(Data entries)

— begin —

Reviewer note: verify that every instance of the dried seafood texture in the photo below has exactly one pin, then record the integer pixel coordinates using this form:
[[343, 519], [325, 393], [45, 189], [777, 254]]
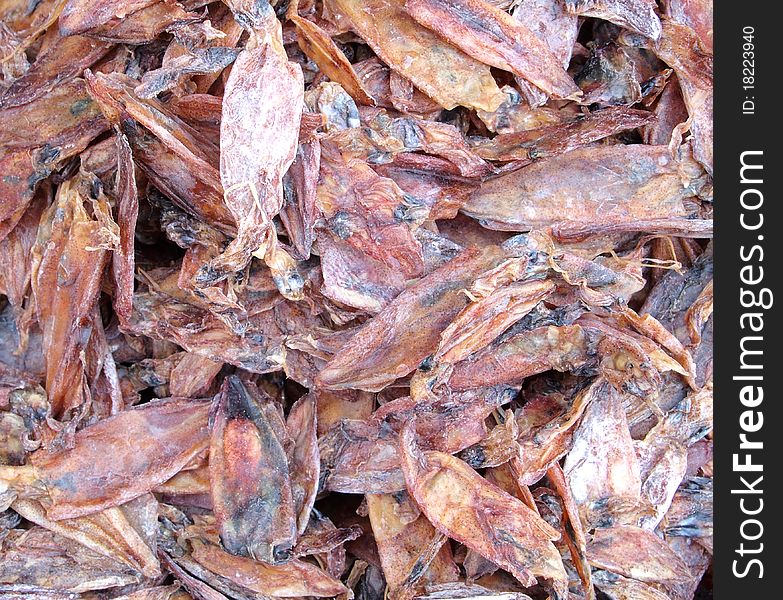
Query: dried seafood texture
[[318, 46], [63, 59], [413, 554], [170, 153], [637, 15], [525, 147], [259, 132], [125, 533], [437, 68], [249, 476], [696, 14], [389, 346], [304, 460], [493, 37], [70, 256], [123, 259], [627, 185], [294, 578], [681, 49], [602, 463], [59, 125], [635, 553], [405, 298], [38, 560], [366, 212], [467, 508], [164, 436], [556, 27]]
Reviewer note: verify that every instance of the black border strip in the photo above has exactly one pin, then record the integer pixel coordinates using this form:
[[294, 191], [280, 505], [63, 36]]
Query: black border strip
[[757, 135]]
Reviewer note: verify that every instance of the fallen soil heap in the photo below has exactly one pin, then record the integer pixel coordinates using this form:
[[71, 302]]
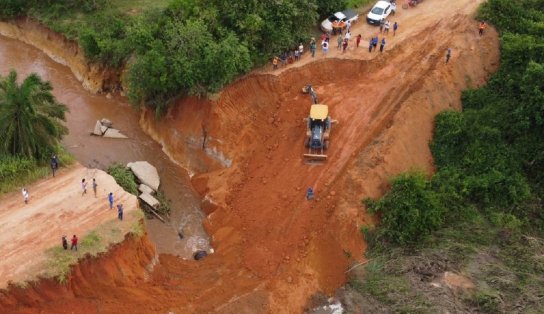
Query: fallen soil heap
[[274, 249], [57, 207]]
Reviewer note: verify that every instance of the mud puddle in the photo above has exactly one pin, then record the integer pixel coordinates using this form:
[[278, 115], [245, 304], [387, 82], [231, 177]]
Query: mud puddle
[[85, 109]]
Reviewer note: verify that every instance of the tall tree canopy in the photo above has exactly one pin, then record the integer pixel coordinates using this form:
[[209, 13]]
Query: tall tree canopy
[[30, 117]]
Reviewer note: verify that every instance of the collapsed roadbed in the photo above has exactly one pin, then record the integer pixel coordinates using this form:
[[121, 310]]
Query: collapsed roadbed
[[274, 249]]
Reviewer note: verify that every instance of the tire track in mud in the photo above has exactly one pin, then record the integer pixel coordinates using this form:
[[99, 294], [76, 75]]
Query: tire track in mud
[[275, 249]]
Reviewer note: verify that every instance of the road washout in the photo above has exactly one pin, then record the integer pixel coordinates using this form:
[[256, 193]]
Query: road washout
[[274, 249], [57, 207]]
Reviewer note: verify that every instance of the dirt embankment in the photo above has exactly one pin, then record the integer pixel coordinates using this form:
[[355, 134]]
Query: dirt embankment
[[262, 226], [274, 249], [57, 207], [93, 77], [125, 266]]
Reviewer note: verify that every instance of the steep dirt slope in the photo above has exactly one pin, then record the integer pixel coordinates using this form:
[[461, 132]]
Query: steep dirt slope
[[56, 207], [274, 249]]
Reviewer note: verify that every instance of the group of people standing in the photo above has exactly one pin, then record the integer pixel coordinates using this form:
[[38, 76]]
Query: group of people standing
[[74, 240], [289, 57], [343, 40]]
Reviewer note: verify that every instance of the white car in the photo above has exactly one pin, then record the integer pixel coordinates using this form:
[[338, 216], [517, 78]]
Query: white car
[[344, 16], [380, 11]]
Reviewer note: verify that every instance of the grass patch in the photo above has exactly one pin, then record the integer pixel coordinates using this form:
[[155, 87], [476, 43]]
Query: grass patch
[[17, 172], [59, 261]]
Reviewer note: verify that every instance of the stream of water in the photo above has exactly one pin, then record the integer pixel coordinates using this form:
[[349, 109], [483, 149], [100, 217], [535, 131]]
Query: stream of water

— end —

PROBLEM DESCRIPTION: Copy the records above line for line, keeping every character unchanged. Leave out the pictures.

RESULT OF THIS EXERCISE:
Reviewer note: verify that every instance of the dried seafood texture in the photo below has exactly one pin, then record the integer pixel coordinates using this form:
[[343, 519], [325, 393], [45, 189], [777, 254]]
Query: dried seafood texture
[[318, 46], [63, 59], [413, 554], [170, 153], [637, 15], [525, 147], [259, 132], [125, 533], [437, 68], [249, 476], [696, 14], [389, 346], [304, 460], [493, 37], [70, 256], [123, 259], [627, 185], [294, 578], [681, 49], [602, 463], [59, 125], [635, 553], [405, 298], [38, 560], [366, 212], [467, 508], [164, 436], [556, 27]]
Reviewer note: verify that every instance of the black border strip in the photo above has exactly one pin, then record the integer pixel coordinates using this form:
[[294, 191], [280, 505], [63, 36]]
Query: black border strip
[[757, 135]]
Reviewer note: verify that every instance of the fallen soil heap in the photo below has exactly one pin, then record the integer pixel coordinates using this form:
[[71, 302]]
Query: fallen soil heap
[[274, 249], [57, 207]]
Reviewer note: verify that every instance of the mud puddle in the photo above has exactly one pin, then record the integer pixel coordinates using this form:
[[278, 115], [245, 304], [387, 82], [231, 177]]
Query: mud puddle
[[85, 109]]
Reviewer note: verify that every instance of the tall tree canopy in the photo above has exactly one pin, then record the integer pixel coordinates using this form:
[[209, 13]]
Query: tall tree canopy
[[30, 117]]
Reviewer note: verify that every instance of the collapsed roadbed in the photo above has exactly one pin, then record the integer pixel coordinates using this form:
[[121, 310]]
Query: collapsed roadbed
[[274, 249]]
Reviewer note: verify that every instance of the tire track in mud in the photo above has exactly one pin, then record the integer pixel coordinates using this form:
[[99, 294], [76, 75]]
Query: tire track in mud
[[275, 249]]
Reviewer note: verify that every instance of the road washout in the photo above has exactly one pin, then record the integer pixel coordinates using this form:
[[256, 193]]
Query: road washout
[[274, 249], [57, 207]]
Reviewer note: verify that every instance of the dirt embankment in the photo above has exactly one pin, then record the integer pixel coordinates using this form:
[[355, 134]]
Query: dirt embankment
[[262, 226], [274, 249], [57, 207], [93, 77], [125, 266]]
Reviewer note: verify that every instance of the steep dirt slope in the photo above has exactly one pin, then record the integer pixel coordinates using this form:
[[461, 132]]
Query: steep dirt slope
[[56, 207], [274, 249]]
Reviewer note: verify that every instance of the group of people standing in the photo above has exactly one pin, then record the integer pixel coordinates using this form:
[[38, 76]]
Query: group of people standing
[[74, 240], [289, 57], [343, 40]]
Reviewer note: verify that every instance of the white car in the photo above has exactly one pin, then record the integer pixel coordinates using this form:
[[338, 216], [517, 78]]
Query: white car
[[344, 16], [380, 11]]
Reviewer note: verify that every instance of the grass patch in the photo above has exactly one pin, then record the integer pixel coordinates using this form:
[[155, 87], [476, 43]]
Query: grass patch
[[17, 172], [59, 261]]
Reviewer note: verify that every instance of the stream of water in the photo above has exactly one pin, then record the integer pixel coordinates using this form:
[[349, 109], [483, 149], [100, 217], [535, 131]]
Query: stream of water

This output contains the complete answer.